__The problem__.
Move every coordinate in the answers by adding 43 to each of its numbers, and write out again only the lines starting with the line containing "Target: white edge line" and going on through the end of the material, requests included.

===

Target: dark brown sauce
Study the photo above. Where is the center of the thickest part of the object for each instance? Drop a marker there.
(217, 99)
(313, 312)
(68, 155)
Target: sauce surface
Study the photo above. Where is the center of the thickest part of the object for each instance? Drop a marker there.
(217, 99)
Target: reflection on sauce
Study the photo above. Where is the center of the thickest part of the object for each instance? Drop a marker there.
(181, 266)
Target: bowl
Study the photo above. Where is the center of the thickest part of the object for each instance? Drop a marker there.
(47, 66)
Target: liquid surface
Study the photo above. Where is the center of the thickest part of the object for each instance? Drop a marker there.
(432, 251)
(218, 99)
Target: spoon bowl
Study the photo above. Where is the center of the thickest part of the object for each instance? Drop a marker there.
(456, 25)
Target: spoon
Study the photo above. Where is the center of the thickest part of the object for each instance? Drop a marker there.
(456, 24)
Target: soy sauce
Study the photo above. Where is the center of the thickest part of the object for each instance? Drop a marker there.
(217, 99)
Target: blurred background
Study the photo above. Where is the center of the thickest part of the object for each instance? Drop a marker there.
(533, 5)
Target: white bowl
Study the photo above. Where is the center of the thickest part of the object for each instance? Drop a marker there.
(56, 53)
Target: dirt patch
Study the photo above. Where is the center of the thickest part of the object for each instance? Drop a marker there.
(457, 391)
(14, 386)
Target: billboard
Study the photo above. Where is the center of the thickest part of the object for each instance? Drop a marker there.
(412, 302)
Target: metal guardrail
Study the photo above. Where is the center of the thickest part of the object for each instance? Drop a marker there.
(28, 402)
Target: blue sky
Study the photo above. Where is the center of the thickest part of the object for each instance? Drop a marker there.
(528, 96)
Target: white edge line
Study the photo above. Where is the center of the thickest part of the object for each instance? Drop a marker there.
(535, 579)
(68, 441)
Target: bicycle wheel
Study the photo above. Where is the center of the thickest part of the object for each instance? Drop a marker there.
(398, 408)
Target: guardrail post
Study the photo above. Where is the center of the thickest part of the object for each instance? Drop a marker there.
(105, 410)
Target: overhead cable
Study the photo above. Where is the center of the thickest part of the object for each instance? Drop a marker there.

===

__Solution to this problem__.
Target: white edge line
Study the photo above. Where is the center of the thickest part of the object for each instance? Drop a marker there.
(578, 622)
(111, 484)
Target: bicycle wheel
Study the photo above. Where is the center of the thickest part of the object for each instance? Drop a marker there.
(441, 451)
Target: guardrail post
Study the photo above. Where is the center of the thickest part of the object for each instance? Drop a marker there.
(148, 453)
Target: overhead cable
Study the photo above. Where is the center of the thickest part of the object for each instance? Drop a marker there.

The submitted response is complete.